## BEGIN Records supplied

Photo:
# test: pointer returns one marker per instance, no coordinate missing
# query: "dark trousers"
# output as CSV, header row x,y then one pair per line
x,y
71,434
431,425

## END Records supplied

Write out every line of the entries above again, requests included, multiplying each x and y coordinate in the answers by 0.3 and rounding to the nearest whole number, with halves rounded up.

### [Correct answer]
Photo:
# test: pointer returns one marker per instance, no coordinate missing
# query: "dark trousers"
# output as CSV, header row x,y then one pair per line
x,y
21,130
129,128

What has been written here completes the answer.